> [Work item]: Write back each entry precisely as it is given.

(Natural language region descriptions)
--

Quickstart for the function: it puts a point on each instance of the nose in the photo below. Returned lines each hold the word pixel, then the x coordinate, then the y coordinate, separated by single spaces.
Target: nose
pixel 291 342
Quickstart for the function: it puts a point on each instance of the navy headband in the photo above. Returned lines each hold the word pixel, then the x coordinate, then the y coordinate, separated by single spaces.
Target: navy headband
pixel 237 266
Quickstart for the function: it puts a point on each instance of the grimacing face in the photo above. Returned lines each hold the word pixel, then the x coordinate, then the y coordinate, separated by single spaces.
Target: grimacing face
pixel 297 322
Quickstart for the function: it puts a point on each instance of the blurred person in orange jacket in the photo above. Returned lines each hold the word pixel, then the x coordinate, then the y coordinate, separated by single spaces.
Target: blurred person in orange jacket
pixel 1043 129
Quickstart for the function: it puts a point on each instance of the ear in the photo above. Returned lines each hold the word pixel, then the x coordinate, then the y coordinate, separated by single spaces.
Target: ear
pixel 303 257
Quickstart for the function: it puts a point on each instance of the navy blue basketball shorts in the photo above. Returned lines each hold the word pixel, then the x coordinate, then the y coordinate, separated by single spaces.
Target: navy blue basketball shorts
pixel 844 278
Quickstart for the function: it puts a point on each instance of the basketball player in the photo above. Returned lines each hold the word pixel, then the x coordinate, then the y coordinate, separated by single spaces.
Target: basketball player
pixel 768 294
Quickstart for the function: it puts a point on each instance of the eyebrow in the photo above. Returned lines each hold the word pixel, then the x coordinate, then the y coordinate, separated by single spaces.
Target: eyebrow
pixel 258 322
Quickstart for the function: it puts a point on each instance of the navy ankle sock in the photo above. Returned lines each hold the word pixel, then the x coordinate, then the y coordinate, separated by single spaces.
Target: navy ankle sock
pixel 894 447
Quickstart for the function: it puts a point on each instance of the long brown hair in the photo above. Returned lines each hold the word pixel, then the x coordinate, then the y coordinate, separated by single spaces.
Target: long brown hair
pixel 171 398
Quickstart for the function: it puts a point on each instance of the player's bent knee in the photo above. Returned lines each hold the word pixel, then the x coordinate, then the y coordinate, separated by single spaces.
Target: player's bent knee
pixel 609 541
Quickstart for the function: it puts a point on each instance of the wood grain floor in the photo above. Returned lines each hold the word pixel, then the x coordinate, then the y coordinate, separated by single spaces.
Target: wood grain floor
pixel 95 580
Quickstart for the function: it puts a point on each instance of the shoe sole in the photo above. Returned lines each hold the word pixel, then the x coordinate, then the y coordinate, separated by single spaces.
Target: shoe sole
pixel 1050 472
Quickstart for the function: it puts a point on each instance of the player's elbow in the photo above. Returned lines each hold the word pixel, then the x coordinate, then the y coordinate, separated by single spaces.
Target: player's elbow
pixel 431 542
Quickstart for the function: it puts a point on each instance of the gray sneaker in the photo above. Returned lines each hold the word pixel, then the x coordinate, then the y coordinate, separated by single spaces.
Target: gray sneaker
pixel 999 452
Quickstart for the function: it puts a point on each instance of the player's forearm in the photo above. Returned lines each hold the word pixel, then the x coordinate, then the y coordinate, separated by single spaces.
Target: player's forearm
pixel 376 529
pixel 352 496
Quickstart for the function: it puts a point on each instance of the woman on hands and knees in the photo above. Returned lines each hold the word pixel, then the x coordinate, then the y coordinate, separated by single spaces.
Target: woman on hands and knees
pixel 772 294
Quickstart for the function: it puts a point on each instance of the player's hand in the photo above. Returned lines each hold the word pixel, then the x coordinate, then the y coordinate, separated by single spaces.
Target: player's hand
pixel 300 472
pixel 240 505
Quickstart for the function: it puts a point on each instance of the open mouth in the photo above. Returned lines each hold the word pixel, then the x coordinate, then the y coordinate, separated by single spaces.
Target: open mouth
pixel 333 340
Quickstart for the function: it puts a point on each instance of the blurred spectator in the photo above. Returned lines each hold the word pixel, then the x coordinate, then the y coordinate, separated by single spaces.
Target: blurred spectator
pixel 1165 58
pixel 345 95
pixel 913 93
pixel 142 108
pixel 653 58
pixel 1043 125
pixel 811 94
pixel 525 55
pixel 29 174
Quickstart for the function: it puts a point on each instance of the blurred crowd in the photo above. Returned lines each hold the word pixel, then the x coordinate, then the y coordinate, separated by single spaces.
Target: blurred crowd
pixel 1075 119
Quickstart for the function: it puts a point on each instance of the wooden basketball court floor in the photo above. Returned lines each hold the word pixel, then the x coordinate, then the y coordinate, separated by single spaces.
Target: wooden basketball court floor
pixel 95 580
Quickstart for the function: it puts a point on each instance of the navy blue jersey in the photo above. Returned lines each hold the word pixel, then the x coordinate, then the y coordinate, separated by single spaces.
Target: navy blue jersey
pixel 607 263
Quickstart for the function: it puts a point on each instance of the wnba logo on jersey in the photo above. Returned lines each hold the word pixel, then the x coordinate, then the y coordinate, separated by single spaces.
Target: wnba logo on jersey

--

> [Solved problem]:
Quickstart for the function: it puts a point on each instance of the nose in the photo below. Returned lines each hold the word pixel, then the x coordinate, then the y coordinate, separated by single spaces.
Target: nose
pixel 291 342
Quickstart for the function: it puts a point on each instance of the navy headband in the photo above. Returned lines each hold the word pixel, then the x coordinate, then the y coordinate, separated by single spaces.
Target: navy headband
pixel 237 266
Quickstart for the function: it puts a point on each instance of the grimacing face in the photo above. Returned lines each hold the word pixel, then the x coordinate, then the y coordinate, separated by single spaces.
Target: grimacing face
pixel 297 322
Quickstart for the function: it puts a point on each instance of the blurred person in orange jacket in the photo above. Returned lines each hold the word pixel, then the x coordinate, then the y coordinate, separated by single spaces.
Target: blurred person in orange jacket
pixel 1043 129
Quickstart for the function: it puts a point on each instance of the ear in the photo above. Returned lines each hold the word pixel, then the x coordinate, then the y coordinate, separated by single spaces.
Target: ear
pixel 303 257
Quickstart for the function: it puts a point on each instance of the navy blue basketball shorts in the photo above. Returned lines each hold the word pixel, then the x coordinate, then the y coordinate, separated by single spaces.
Target: navy blue basketball shorts
pixel 844 278
Quickstart for the function: it puts a point on each instance of the basketball player in the photo above. Returned lines each hold the word pixel, then the x coordinate, then the y coordinate, separated by single spaces.
Target: basketball player
pixel 768 294
Quickstart for the function: it puts a point on each instance of the eyebrow in the photo above. Returned lines each hold the word pixel, then the x coordinate, then the y coordinate, separated by single spaces.
Target: eyebrow
pixel 258 322
Quickstart for the function: it puts a point on each instance of the navy ankle sock in the photo above. Returned lines each hold the word pixel, then the x coordinate, then the y coordinate, separated by single spaces.
Target: navy ankle sock
pixel 894 447
Quickstart for the function: it puts a point on each instance of the long brown hair in the photo above. Returned lines each hold the word pixel, then the x coordinate, then the y coordinate, separated by single spaces.
Target: long brown hair
pixel 171 398
Quickstart for the function: it puts a point on each instance of the player's bent knee in the photo above. Returned lines each hold the word pixel, then the x coordinate, then the y coordinate, separated by single spaces.
Target: player's bent knee
pixel 609 541
Quickstart for the function: it puts a point on each instance of the wood grain floor in the photo above. Returned lines each hold the word pixel, then the x coordinate, then the y coordinate, separated by single spaces.
Target: wood grain floor
pixel 95 580
Quickstart for the function: it puts a point on each instance of the shoe sole in the photo above. Returned lines each hold the word pixel, then the x coordinate, then the y coordinate, separated by single spaces.
Target: shoe sole
pixel 1050 472
Quickstart for the function: it puts a point on each instance of the player's elbow in the photo above. Returned lines each hold the word pixel, then the x coordinate, then the y coordinate, separated by single spaces.
Target: player's elbow
pixel 431 542
Quickstart for the function: it puts a point on each instance of the gray sneaker in the photo above. Returned lines each hold the word pixel, then the x coordinate, then the y coordinate, separated by single spaces.
Target: gray sneaker
pixel 999 452
Quickstart for the function: it puts a point on each instance of the player's forearm in the photo above. Returned lines each hold the word pixel, then the x coordinate, then the y coordinate, separated by single spaces.
Target: player's forearm
pixel 376 529
pixel 352 496
Quickstart for the function: it puts a point on each instance of the woman on hands and knees in the photo above. Returned lines each hold the word pixel, then the x coordinate, then the y coordinate, separated by single spaces.
Target: woman on hands and knees
pixel 772 294
Quickstart for the function: it puts a point on each instance of the player's hand in the photo above. Returned lines each hold the word pixel, then the x coordinate, then the y coordinate, separated by single spaces.
Target: player's hand
pixel 300 472
pixel 240 505
Quickstart for the function: it puts a point on each instance of the open mouth in the photo above. Returned lines each hold the word pixel, then the x coordinate, then the y coordinate, separated by single spaces.
Target: open mouth
pixel 333 340
Quickstart for the function: it puts a point on each instance of the blurred spectator in the photo above. Returned lines each hold the word pixel, then the x coordinate, then the y coordinate, separated by single spaces.
Target: blurred spectator
pixel 1165 58
pixel 345 95
pixel 913 93
pixel 142 108
pixel 653 58
pixel 1043 125
pixel 811 94
pixel 525 55
pixel 29 174
Quickstart for the function: it puts a point on each instance of the blurred crowd in the photo above. Returned lines each hold the word pixel, then the x coordinate, then the y coordinate, separated by single spaces.
Target: blurred crowd
pixel 1075 119
Quickstart for the function: it puts a point on each instance of the wooden basketball court floor in the photo above. Returned lines each hold the word pixel, then the x coordinate, then the y coordinate, separated by single spaces.
Target: wooden basketball court floor
pixel 95 580
Quickstart for the function: it puts a point on each instance of the navy blue jersey in the photo above. Returned lines each hold the word pixel, then the x coordinate, then the y coordinate, separated by single spaces.
Target: navy blue jersey
pixel 607 263
Quickstart for the function: it puts a point on each instance of the wnba logo on jersey in the photo above. Returned lines each hold the word pixel, then the x coordinate, then the y coordinate, separated by single spaces.
Target: wnba logo on jersey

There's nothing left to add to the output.